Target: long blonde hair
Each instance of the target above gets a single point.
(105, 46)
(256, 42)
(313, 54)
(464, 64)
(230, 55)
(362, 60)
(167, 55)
------------
▶ [Your task] The answer must be an exact reproduction of all the records.

▶ [Result of the exercise]
Target: long blonde hair
Each instance of the target above gets a single point.
(105, 46)
(256, 42)
(313, 54)
(464, 64)
(230, 55)
(362, 60)
(167, 55)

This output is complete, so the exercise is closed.